Moreover, they have immersed themselves deeply enough in Afghan music to win shauqi status as respected amateur performers: she as a singer, he as a player of the dutar and the boat-shaped rubab lute, with its guttural-ethereal sound-palette.

This book is Baily's summing-up of what they have learned so far, and it comes accompanied by a DVD containing four films he has made of Afghan musicians at work, both in their native country and later in exile in Pakistan and California.

He grounds his narrative in history, with the music-loving Afghan emirs who presided over the development of a truly Afghan musical style in the 19th century. Influences fed in from north India and Iran, resulting in the refined instrumental amalgam that can still be heard in the diaspora today. Meanwhile, the ghazal was becoming the dominant Afghan vocal genre: poems about a love at once human and divine, set melismatically to music. Established in 1940, Radio Kabul took over the torch of patronage and in the 1960s – when the country was enjoying a brief period of quasi-democracy – musicians were riding high.

With its complementary DVD, this book gives a vivid picture of what has been happening since the communist government was worn down by the jihadis, and mujahideen rule gave way to that of the Taliban, who burned instruments and persecuted their owners. Baily's film of exiled musicians in Peshawar is very moving: we accompany its central figure, a rubab player named Amir Jan Herati, as he records, plays at weddings and takes us to his infant daughter's grave, where he weeps for all he has lost. As Baily points out, the Taliban evolved their own form of music – rough chants called tarana – which didn't contravene their pathological prohibitions.

This book ends on a relatively upbeat note. But when a Kabuli woman can be lynched in the street for an imaginary offence with the police looking on – as happened recently – the misogyny which has always disfigured Afghan music lives viciously on.

• INFORMATION SUPPLIED:
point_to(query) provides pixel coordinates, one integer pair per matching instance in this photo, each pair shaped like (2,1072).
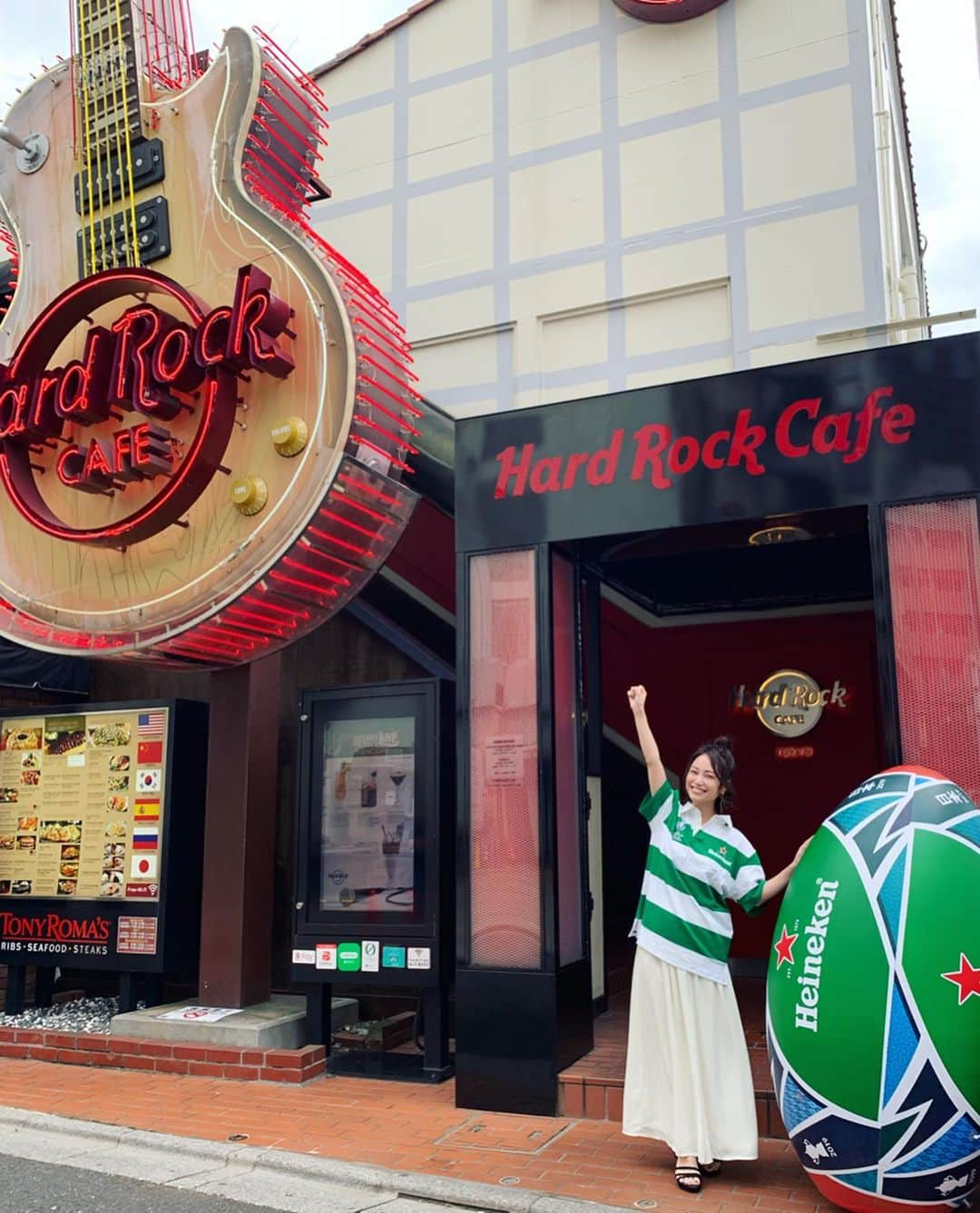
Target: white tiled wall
(563,201)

• WRITTEN EXERCISE: In the review of the Afghan music book, in what year was Radio Kabul established?

• EXPECTED ANSWER: 1940